_DIRECTIONS FOR THIS TASK_. Scan the records below for the word "muzzle". Copy each line where it appears.
------ EXERCISE MATERIALS
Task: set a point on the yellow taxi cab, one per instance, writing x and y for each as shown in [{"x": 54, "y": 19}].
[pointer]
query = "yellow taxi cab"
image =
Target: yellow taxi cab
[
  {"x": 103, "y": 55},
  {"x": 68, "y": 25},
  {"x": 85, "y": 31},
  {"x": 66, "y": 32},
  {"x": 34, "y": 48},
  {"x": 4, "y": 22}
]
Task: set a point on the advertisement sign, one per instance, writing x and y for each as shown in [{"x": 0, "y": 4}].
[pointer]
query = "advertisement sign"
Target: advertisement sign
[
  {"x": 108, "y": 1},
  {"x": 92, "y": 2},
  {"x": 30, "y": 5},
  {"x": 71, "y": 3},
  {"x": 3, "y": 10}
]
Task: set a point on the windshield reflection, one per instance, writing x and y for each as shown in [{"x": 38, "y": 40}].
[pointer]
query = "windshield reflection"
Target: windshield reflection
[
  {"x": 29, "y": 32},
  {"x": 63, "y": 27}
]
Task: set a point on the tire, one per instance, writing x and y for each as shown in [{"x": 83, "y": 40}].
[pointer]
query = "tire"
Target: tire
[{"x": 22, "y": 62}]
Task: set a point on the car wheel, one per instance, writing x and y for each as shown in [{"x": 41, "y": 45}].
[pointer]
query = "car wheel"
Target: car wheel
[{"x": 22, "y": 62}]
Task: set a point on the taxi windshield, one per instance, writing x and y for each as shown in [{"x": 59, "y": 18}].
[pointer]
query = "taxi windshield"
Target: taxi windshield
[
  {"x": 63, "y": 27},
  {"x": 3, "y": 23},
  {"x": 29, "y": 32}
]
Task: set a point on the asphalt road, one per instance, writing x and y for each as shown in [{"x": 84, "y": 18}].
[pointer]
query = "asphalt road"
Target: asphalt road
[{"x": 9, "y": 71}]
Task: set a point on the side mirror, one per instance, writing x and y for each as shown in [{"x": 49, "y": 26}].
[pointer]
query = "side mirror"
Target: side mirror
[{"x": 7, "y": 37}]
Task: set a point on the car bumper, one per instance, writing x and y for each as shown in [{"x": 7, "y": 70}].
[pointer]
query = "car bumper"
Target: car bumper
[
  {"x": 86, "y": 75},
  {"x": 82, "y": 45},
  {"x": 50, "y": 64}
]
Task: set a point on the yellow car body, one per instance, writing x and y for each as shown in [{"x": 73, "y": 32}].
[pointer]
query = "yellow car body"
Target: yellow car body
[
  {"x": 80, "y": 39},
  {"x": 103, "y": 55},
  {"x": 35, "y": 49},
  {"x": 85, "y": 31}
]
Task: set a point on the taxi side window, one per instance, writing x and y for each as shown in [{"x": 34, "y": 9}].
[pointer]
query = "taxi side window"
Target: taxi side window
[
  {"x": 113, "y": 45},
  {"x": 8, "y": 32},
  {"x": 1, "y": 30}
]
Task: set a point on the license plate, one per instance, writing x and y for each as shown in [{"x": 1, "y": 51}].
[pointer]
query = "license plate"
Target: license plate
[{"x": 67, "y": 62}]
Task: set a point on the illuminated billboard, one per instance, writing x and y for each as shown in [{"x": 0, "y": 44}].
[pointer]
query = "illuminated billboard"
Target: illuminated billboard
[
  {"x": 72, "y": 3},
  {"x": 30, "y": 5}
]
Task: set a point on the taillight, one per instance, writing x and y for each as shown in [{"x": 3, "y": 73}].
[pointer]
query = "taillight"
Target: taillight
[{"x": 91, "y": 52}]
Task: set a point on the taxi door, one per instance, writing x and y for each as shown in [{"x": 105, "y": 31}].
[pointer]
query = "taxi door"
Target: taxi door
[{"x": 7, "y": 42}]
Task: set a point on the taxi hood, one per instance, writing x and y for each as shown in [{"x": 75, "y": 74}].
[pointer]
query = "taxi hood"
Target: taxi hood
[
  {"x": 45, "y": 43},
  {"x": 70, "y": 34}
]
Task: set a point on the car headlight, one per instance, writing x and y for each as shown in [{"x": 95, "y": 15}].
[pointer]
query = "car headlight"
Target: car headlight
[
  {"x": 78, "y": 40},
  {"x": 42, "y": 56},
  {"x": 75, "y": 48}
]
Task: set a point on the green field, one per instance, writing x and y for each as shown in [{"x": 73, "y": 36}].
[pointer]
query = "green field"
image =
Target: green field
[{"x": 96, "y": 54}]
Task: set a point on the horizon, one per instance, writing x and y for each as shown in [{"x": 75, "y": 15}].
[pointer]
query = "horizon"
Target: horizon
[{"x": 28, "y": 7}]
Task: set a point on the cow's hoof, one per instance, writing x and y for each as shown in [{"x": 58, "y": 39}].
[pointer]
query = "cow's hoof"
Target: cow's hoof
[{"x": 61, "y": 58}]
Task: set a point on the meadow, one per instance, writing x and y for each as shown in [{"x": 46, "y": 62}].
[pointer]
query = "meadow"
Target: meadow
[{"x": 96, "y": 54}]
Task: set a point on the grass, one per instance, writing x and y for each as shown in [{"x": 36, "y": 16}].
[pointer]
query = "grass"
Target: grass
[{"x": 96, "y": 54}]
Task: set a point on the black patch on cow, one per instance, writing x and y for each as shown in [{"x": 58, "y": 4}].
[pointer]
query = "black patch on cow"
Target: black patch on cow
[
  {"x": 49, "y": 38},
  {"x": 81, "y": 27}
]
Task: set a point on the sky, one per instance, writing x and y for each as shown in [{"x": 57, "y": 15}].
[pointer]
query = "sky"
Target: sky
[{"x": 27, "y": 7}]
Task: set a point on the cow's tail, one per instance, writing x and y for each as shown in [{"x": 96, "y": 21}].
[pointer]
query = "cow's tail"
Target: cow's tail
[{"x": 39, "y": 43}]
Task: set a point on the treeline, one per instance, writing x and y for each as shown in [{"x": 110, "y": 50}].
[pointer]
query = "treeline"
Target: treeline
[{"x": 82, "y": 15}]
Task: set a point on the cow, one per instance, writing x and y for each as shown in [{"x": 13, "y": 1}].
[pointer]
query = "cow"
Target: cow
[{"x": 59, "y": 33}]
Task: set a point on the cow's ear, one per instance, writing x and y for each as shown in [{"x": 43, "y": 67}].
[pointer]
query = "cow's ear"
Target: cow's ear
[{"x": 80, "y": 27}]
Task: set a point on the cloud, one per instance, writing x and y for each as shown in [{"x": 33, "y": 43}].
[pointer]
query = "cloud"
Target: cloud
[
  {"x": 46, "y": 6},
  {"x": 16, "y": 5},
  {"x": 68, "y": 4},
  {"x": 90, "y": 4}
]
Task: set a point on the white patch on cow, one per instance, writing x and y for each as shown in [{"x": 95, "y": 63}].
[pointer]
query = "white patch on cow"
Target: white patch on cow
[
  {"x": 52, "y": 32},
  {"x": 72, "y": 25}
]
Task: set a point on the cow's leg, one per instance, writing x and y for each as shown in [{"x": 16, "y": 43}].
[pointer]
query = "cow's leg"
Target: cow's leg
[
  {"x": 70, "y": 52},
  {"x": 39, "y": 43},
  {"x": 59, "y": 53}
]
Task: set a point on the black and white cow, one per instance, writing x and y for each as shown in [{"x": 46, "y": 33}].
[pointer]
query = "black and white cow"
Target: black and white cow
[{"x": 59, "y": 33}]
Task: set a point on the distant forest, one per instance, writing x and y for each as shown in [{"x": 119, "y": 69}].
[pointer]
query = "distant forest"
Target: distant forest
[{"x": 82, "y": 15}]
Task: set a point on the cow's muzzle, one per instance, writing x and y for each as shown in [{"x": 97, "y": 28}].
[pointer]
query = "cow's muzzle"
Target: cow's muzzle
------------
_WRITTEN ANSWER_.
Task: set a point on the cow's muzzle, one per instance, writing x and y for each as shown in [{"x": 97, "y": 28}].
query = "cow's muzzle"
Target: cow's muzzle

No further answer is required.